• [Extract]:
___
Editorial: Victims of madness

By 
  • January 16, 2020

What does war look like? It has many faces and countless innocent victims.

Razgar Rahimi, 38, was returning to Toronto from Iran with his pregnant wife and three-year old son when a missile hit Flight 752, wiping out the entire family.

Fareed Arasteh, 32, had been married three days and was on the same flight, returning to Ottawa to continue PhD studies in biology. Ayeshe Pourghaderi, 37, was a Vancouver bakery owner flying home after the holidays with her 18-year-old daughter.

They were seven of the 176 victims, including 57 Canadians, killed when a passenger plane was mis-identified Jan. 8 as a military target. A missile hit the plane after Iran, in a state of high alert, rained rockets on an Iraqi air base in retaliation for the American-directed assassination of Iran’s top general.

The world was outraged when the jetliner went down, but who could be surprised? Civilian deaths — what generals call collateral damage — are an inevitable and deplorable outcome whenever nations turn their war machines on each other. 

The 21st century has already seen hundreds of thousands of civilians killed in the Middle East — mostly women and children. The difference this time is that Flight 752 victims were memorialized in the media. Most civilian casualties go unrecorded outside of immediate family and friends.

In Iraq, the civilian death toll well exceeds 200,000 since the 2003 U.S. invasion, and that excludes untold thousands of indirect deaths from hunger and disease due to the destruction of homes and health-care infrastructure. Likewise in Syria, where confirmed civilian deaths are estimated at more than 100,000 since 2011. 

Yemen’s civil war has killed some 10,000 civilians, mostly from air strikes, and millions of Yemenis face starvation as war rages on. Further east, civilian deaths from conflicts in Afghanistan and Pakistan are into the tens of thousands. 

For the most part, these people died in their homes, workplaces and markets while going about daily routines. Some were executed or caught in the crossfire of ground assaults, but mostly they died by airstrikes, bombs and heavy artillery or, in extreme cases, gas attacks or missiles fired recklessly at a civilian jetliner.

The downing of Flight 752 was a horrible tragedy, but it was much more than just a panicked, errant decision to fire missiles at a blip on a radar screen. Thousands of years of human history have shown civilian tragedy becomes inevitable when cries for war drown out pleas for peace. 

Those 176 people — the teachers, the bakers, the students, the newlyweds — died because of a persistent human mindset that regards the madness of war as a reasonable option. The missiles came from Tehran but their flight path traces a human history of militarism.

We mourn the victims of Flight 752 and grieve for a world that remains stubbornly blind to peace.
___
• [What to produce]: According to the editorial, how many of the 176 people killed on Flight 752 were Canadians?
___
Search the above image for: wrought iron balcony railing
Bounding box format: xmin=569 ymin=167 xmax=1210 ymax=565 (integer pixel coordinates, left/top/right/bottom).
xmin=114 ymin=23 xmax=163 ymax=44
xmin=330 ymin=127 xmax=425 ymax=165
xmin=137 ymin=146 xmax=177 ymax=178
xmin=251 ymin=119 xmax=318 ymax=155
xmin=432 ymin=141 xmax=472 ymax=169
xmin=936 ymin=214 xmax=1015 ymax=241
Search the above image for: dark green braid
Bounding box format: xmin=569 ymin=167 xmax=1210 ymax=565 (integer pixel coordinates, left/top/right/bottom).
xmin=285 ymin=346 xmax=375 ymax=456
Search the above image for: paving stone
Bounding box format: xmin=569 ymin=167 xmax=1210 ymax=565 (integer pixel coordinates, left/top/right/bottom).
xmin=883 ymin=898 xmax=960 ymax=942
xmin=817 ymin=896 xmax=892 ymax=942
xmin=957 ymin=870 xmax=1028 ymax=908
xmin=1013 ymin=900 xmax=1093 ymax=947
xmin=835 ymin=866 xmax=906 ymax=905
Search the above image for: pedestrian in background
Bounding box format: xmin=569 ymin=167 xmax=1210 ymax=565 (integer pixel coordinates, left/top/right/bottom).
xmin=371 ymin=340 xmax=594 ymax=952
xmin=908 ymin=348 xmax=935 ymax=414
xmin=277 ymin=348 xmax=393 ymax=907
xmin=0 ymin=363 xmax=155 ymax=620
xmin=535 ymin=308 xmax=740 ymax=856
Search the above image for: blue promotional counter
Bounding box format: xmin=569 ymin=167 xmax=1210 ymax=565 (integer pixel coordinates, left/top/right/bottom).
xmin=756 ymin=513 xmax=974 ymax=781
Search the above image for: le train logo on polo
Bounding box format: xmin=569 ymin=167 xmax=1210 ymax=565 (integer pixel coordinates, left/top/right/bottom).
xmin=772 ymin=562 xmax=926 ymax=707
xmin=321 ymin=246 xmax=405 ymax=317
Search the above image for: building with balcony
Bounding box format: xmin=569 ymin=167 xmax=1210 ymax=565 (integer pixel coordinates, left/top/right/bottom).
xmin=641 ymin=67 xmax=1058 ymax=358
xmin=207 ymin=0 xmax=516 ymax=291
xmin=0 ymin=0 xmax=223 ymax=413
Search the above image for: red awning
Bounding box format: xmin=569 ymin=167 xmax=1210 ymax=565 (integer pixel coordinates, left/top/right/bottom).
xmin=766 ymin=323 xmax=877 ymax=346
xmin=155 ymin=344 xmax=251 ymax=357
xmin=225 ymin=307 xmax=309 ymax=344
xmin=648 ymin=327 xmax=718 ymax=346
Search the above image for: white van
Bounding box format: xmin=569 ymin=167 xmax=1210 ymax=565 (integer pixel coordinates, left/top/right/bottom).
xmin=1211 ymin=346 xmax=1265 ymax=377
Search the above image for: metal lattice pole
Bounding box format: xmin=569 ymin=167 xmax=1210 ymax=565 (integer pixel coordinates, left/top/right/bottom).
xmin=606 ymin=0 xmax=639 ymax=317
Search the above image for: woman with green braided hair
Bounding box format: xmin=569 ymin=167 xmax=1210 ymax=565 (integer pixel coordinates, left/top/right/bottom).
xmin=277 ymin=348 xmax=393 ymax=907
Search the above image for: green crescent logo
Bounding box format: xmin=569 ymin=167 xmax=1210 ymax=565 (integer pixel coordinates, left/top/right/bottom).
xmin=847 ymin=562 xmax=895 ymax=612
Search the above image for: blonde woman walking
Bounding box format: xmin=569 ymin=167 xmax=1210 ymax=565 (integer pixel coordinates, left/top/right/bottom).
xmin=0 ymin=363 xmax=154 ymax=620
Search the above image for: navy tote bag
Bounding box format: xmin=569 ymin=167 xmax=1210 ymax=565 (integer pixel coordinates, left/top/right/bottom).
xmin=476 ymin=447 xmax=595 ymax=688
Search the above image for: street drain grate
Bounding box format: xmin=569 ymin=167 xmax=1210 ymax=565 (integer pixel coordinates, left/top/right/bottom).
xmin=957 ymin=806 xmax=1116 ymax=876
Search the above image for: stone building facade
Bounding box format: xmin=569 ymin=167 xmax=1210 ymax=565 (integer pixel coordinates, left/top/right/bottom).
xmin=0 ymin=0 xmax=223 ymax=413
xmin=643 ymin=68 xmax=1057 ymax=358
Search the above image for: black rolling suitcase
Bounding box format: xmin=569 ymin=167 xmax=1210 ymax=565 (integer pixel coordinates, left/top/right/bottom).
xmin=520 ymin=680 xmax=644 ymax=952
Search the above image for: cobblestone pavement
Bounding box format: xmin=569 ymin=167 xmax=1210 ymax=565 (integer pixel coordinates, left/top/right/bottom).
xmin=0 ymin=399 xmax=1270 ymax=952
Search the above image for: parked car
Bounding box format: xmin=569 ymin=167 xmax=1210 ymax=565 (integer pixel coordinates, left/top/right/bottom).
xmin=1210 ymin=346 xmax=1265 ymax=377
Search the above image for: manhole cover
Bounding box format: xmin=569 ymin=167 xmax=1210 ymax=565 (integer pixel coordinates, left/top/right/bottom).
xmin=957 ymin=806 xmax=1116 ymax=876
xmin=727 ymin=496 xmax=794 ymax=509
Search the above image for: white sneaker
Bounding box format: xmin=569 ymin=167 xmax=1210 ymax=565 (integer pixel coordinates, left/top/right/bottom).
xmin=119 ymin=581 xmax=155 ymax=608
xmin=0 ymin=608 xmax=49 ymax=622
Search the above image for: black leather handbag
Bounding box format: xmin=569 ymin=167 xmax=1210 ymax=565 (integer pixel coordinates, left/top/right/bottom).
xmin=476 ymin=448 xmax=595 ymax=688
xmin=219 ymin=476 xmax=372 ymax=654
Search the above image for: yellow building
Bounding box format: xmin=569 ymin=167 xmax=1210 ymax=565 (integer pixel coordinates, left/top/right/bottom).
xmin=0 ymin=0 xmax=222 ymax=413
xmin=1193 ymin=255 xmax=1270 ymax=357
___
• [Reply to the task]: 57